• Short task:
Recast the lines below as a JSON list of strings, with one string for each line and the blank lines omitted.

Items listed in a dataset
====================
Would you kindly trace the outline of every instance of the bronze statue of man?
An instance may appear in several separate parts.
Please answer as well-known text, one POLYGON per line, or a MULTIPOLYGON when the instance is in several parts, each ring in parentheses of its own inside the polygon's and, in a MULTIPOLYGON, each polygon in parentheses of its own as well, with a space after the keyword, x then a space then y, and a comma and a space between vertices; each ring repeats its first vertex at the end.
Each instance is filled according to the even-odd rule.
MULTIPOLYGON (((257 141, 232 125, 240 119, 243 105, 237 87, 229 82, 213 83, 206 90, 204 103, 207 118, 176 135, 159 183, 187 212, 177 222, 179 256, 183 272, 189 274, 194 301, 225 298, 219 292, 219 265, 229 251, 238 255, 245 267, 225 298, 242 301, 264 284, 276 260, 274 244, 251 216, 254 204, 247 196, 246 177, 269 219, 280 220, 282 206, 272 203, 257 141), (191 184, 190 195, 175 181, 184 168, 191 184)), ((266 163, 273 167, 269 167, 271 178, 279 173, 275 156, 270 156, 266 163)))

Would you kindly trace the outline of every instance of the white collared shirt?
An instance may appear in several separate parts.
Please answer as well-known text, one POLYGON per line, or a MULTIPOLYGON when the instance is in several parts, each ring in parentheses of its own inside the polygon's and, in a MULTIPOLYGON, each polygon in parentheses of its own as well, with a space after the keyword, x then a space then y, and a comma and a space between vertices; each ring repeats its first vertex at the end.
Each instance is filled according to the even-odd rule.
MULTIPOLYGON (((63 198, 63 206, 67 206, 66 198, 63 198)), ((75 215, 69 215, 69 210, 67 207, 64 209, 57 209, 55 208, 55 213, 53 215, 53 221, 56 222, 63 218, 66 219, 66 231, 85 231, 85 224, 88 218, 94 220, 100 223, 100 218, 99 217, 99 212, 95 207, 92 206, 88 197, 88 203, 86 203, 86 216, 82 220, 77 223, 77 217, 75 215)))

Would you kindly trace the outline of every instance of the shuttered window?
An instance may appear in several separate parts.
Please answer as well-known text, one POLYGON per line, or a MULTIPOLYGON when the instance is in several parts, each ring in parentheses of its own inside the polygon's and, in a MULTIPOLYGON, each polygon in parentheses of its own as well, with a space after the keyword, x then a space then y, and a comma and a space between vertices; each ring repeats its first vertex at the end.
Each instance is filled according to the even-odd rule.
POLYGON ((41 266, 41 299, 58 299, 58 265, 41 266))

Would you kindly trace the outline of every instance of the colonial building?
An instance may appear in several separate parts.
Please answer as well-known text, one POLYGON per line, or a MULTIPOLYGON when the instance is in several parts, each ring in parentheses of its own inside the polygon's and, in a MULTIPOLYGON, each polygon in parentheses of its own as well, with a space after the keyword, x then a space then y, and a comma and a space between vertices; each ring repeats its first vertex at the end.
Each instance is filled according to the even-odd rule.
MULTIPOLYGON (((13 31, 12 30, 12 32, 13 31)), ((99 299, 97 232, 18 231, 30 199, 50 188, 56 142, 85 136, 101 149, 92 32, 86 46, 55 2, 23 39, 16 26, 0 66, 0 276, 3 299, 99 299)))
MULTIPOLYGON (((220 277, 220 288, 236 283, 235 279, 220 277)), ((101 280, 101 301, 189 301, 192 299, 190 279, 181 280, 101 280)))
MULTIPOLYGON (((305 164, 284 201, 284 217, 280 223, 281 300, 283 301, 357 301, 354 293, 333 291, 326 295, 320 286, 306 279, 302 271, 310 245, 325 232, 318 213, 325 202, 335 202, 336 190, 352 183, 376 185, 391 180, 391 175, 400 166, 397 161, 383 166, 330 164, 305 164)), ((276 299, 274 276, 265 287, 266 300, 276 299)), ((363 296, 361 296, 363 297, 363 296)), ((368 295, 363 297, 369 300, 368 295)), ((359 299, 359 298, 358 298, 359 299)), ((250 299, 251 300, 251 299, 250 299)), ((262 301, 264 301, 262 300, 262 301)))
====================
• Correct answer:
[
  "Would you kindly trace the outline of every instance of the bronze statue of man?",
  "An instance may appear in several separate parts.",
  "Please answer as well-known text, one POLYGON per line, or a MULTIPOLYGON when the instance is in several parts, each ring in parentheses of its own inside the polygon's and, in a MULTIPOLYGON, each polygon in parentheses of its own as well, with a space after the keyword, x then a space then y, and a comma and a space between vertices; each ring repeats its first vertex at the end.",
  "Each instance is filled according to the even-odd rule.",
  "MULTIPOLYGON (((257 141, 232 125, 240 119, 243 105, 237 87, 229 82, 213 83, 206 90, 204 103, 207 118, 176 135, 159 183, 187 212, 177 222, 179 256, 183 272, 189 274, 194 301, 225 298, 219 292, 219 265, 229 251, 238 255, 245 267, 225 298, 242 301, 264 284, 276 260, 274 244, 251 216, 254 204, 247 196, 246 177, 269 219, 280 220, 282 206, 272 203, 257 141), (191 184, 190 195, 175 181, 184 168, 191 184)), ((266 163, 273 167, 269 167, 271 178, 279 173, 275 156, 270 156, 266 163)))",
  "Would you kindly trace the outline of every instance of the white collared shirt?",
  "An instance may appear in several separate parts.",
  "Please answer as well-known text, one POLYGON per line, or a MULTIPOLYGON when the instance is in several parts, each ring in parentheses of its own inside the polygon's and, in a MULTIPOLYGON, each polygon in parentheses of its own as well, with a space after the keyword, x then a space then y, and a comma and a space between vertices; each ring repeats its first vertex at the end.",
  "Each instance is filled according to the even-odd rule.",
  "MULTIPOLYGON (((63 198, 63 206, 67 206, 66 198, 63 198)), ((75 215, 69 215, 69 210, 67 207, 64 209, 57 209, 55 208, 55 213, 53 215, 53 221, 56 222, 63 218, 66 219, 66 231, 85 231, 85 224, 88 218, 94 220, 100 223, 100 218, 99 217, 99 212, 95 207, 92 206, 88 197, 88 203, 86 203, 86 216, 82 220, 77 223, 77 217, 75 215)))",
  "Would you kindly trace the outline of every instance of the shuttered window?",
  "An instance may appear in several separate parts.",
  "Please answer as well-known text, one POLYGON per line, or a MULTIPOLYGON when the instance is in several parts, each ring in parentheses of its own inside the polygon's and, in a MULTIPOLYGON, each polygon in parentheses of its own as well, with a space after the keyword, x then a space then y, and a comma and a space between vertices; each ring repeats its first vertex at the end.",
  "Each instance is filled according to the even-odd rule.",
  "POLYGON ((41 266, 41 299, 58 299, 58 265, 41 266))",
  "Would you kindly trace the outline of every instance of the colonial building?",
  "An instance may appear in several separate parts.",
  "Please answer as well-known text, one POLYGON per line, or a MULTIPOLYGON when the instance is in several parts, each ring in parentheses of its own inside the polygon's and, in a MULTIPOLYGON, each polygon in parentheses of its own as well, with a space after the keyword, x then a space then y, and a comma and a space between vertices; each ring repeats its first vertex at the end.",
  "Each instance is filled according to the even-odd rule.",
  "MULTIPOLYGON (((13 31, 12 30, 12 32, 13 31)), ((99 299, 97 232, 18 231, 30 199, 50 188, 56 142, 85 136, 101 149, 92 32, 86 46, 55 2, 23 39, 16 26, 0 66, 0 276, 3 299, 99 299)))",
  "MULTIPOLYGON (((220 277, 220 288, 236 283, 235 279, 220 277)), ((101 280, 101 301, 189 301, 192 299, 190 279, 181 280, 101 280)))",
  "MULTIPOLYGON (((305 164, 284 201, 284 217, 280 223, 281 300, 283 301, 357 301, 354 293, 333 291, 326 295, 320 286, 306 279, 302 271, 310 245, 325 232, 318 213, 325 202, 335 202, 336 190, 352 183, 376 185, 391 180, 391 175, 400 166, 397 161, 383 166, 330 164, 305 164)), ((276 299, 274 276, 265 287, 266 300, 276 299)), ((363 296, 361 296, 363 297, 363 296)), ((368 295, 363 297, 369 300, 368 295)), ((359 299, 359 298, 358 298, 359 299)), ((250 299, 251 300, 251 299, 250 299)), ((262 301, 264 301, 262 300, 262 301)))"
]